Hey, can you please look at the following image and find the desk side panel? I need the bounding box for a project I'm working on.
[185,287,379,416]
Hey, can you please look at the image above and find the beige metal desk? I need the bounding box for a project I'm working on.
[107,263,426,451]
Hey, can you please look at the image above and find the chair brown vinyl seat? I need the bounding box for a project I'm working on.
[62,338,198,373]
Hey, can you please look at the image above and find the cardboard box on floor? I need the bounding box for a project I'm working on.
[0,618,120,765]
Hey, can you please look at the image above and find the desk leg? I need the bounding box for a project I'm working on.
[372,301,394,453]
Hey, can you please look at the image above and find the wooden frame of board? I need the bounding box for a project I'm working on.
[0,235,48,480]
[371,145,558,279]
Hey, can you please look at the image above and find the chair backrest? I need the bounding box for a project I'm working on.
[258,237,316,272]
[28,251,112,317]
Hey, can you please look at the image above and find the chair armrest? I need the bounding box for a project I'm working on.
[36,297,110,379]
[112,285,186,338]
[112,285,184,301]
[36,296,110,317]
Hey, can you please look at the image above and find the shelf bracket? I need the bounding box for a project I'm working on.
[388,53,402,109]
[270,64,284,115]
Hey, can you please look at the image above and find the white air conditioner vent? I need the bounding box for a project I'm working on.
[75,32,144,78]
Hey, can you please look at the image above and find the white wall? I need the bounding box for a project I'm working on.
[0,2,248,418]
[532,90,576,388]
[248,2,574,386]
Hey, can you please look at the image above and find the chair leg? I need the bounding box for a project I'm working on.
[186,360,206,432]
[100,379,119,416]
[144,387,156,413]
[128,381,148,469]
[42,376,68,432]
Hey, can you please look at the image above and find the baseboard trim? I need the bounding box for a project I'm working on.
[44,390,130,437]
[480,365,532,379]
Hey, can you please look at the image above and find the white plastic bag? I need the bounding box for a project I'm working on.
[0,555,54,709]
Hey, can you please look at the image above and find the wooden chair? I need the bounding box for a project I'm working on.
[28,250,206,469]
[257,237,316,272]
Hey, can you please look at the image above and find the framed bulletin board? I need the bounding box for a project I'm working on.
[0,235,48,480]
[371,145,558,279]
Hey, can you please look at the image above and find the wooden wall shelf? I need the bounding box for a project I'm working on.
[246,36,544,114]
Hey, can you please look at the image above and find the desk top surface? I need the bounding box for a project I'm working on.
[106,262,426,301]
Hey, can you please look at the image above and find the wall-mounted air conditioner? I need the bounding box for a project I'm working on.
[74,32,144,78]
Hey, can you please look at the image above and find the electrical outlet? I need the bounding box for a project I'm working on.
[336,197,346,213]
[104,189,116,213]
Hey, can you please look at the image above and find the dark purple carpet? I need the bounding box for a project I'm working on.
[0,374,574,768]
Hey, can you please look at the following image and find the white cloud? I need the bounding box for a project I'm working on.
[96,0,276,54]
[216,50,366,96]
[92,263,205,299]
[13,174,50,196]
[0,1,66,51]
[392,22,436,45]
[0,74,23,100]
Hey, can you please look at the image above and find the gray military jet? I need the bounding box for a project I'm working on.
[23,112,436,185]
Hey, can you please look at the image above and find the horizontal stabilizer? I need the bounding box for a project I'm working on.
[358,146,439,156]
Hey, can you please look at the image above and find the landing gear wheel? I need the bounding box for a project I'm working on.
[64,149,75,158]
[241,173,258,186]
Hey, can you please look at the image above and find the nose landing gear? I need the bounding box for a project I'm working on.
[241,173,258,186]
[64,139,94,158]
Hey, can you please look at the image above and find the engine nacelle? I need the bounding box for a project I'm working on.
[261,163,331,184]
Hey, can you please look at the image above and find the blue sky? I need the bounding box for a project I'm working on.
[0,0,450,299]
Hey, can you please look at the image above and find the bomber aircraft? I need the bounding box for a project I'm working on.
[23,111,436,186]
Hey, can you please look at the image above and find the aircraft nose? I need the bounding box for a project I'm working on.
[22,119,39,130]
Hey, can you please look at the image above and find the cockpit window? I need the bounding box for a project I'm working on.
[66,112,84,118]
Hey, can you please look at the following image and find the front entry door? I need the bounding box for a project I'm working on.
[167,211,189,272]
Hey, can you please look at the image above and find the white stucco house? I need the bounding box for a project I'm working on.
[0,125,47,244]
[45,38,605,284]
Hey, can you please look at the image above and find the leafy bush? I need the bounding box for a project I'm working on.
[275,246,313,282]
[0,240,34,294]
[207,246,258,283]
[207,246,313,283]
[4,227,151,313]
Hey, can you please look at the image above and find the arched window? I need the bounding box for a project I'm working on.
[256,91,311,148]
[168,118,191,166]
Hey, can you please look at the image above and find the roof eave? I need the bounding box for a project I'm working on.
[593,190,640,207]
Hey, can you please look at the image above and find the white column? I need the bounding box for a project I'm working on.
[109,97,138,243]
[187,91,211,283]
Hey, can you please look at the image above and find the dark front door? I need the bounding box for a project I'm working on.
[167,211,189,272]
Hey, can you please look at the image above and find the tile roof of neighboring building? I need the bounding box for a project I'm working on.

- [WRITTEN INSTRUCTION]
Reproduce all of the material above word for word, keeping every line unchanged and in its original order.

- [RESPONSE]
Hey, can you please look at the following image and find the desk side panel? I need the bounding box for a project I'm working on.
[185,287,379,416]
Hey, can you please look at the image above and find the beige metal desk? I need the bounding box for a project I'm working on.
[107,263,426,451]
Hey, can you please look at the image above and find the chair brown vinyl seat? I need the bounding box for a project I'm working on.
[62,338,198,373]
Hey, can you please look at the image above and find the cardboard box on floor? I need the bounding box for a project I'm working on.
[0,618,120,765]
Hey, can you please look at the image above and find the desk leg? I need the bounding box for a project I'm working on.
[372,301,394,453]
Hey, can you please look at the image above and find the wooden frame of board? I need the bounding box for a project I'm working on.
[0,235,48,480]
[371,145,558,279]
Hey, can you please look at the image above and find the chair backrest? I need the bounding box for a project I'm working on.
[258,237,316,272]
[28,251,112,317]
Hey, can you please look at the image above and find the chair armrest? I need the bounding box for a project I'm working on.
[36,297,110,379]
[112,285,186,338]
[112,285,184,301]
[36,296,110,317]
Hey, can you please look at the image above and find the shelf bracket? I need the bounding box for a project I'm working on.
[388,53,402,109]
[270,64,284,115]
Hey, can you please look at the image above and find the white air conditioner vent? I need the bounding box for a project I'm working on.
[75,32,144,78]
Hey, can you please look at the image above and find the white wall? I need the bounding box for a project I'm working on.
[0,2,248,418]
[532,90,576,388]
[248,2,574,386]
Hey, can you please look at the image above and find the chair leg? I need the bounding box for a project I'm working on.
[186,360,206,432]
[100,379,119,416]
[144,387,156,413]
[128,381,148,469]
[42,376,68,432]
Hey, can you please look at the image above and find the baseboard trim? I need the bounding box for a project I'm working on.
[44,390,130,437]
[480,365,532,379]
Hey, can you please look at the image above and find the white plastic bag? I need the bounding box for a project I'm working on.
[0,555,54,709]
Hey, can you please look at the image above and find the wooden chair? I need the bounding box for a project I'm working on.
[28,250,206,469]
[257,237,316,272]
Hey, can you please look at the image above and find the framed bulletin board? I need the bounding box for a project I'm working on.
[0,235,48,480]
[371,145,558,279]
Hey, can you please look at the image above and find the wooden wall shelf? I need the bounding box for a project I'm working on.
[246,36,544,114]
Hey, can you please look at the image above and find the desk top surface? I need the bounding box for a project I'm working on.
[106,262,426,301]
Hey, can you please look at the image above and find the wall-mounted air conditioner? I need the bounding box for a project I'm working on.
[74,32,144,78]
Hey, can you please look at the image above and find the electrical outlet? I need the bounding box for a project I'm working on.
[336,197,346,213]
[104,189,116,213]
Hey, can you please look at the image above and find the dark purple carpet? I need the bounding box for a project I'm working on.
[0,374,574,768]
Hey, can you please look at the following image and find the white cloud? I need the bounding box for a project I'm working on.
[96,0,276,54]
[216,50,366,96]
[92,263,205,299]
[13,174,50,196]
[0,1,66,51]
[392,22,436,45]
[0,74,23,100]
Hey, can you please look at the image above and find the gray military jet? I need the bounding box for a project I'm working on.
[23,112,436,185]
Hey, can you please look at the image above and find the horizontal stabilizer? I need the bounding box for a project I'm working on.
[358,146,439,156]
Hey, can you please look at the image above and find the landing gear wheel? I need the bounding box for a project I'm working on.
[64,149,75,158]
[241,173,258,186]
Hey, can you please look at the image above and find the nose landing gear? I need the bounding box for a project I'm working on.
[241,173,258,186]
[64,139,94,158]
Hey, can you please look at the image above and find the engine nacelle? I need the bounding box for a project I'm working on.
[261,163,331,184]
Hey, can you please look at the image above and find the blue sky? I need the bounding box for a project I'm working on.
[0,0,450,299]
Hey, can you please look at the image above and find the bomber aircraft? I need the bounding box for a project I'm working on.
[23,111,436,186]
Hey, can you please look at the image above and find the aircraft nose? I need the bounding box for a project I'm working on.
[22,119,39,130]
Hey, can you please look at the image above and find the cockpit window? I need the bounding box for a project I'm working on.
[66,112,84,118]
Hey, can you please look at the following image and find the front entry door? I need the bounding box for a project I'm working on.
[167,211,189,272]
Hey, can you please look at the image above and find the white stucco house? I need the bounding box for a project I'm working on.
[0,125,47,244]
[45,38,605,284]
Hey, can you please look at the image above and find the leafy bush? I need the bounding box for a project I'm working on.
[275,246,313,282]
[0,240,34,294]
[207,246,258,283]
[207,246,313,283]
[4,227,151,313]
Hey, can you please look at the image above and find the arched window? I need the bounding box for a project I'm working on.
[256,91,311,148]
[168,118,191,166]
Hey, can you please look at the image above and find the roof eave? I need the bounding box for a project I'm working on.
[593,190,640,207]
Hey, can you please look at the image above and find the white column? I need the bounding box for a project I'm working on.
[109,97,138,243]
[187,91,211,283]
Hey, can you please look at the image above and find the dark front door? I need the bounding box for a project I'm working on.
[167,211,189,272]
Hey, can you please look at the image above and find the tile roof of neighboring building? I need the bounding box for a project I'm working on.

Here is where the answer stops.